Stored data entries
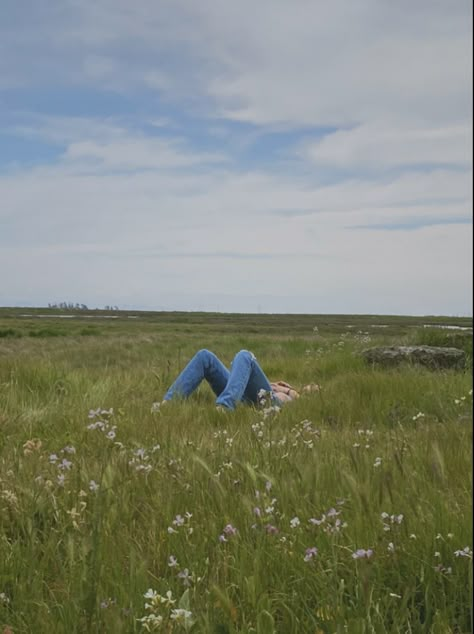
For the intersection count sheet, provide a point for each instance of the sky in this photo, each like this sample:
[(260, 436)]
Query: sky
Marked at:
[(279, 156)]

> **What to work on**
Leaving images out, please output every line of the data exactly.

> **Exercise output**
For the intersection count sheet, provide a point for each instance of the sky in this photo, each like this sample:
[(260, 436)]
Query: sky
Marked at:
[(279, 156)]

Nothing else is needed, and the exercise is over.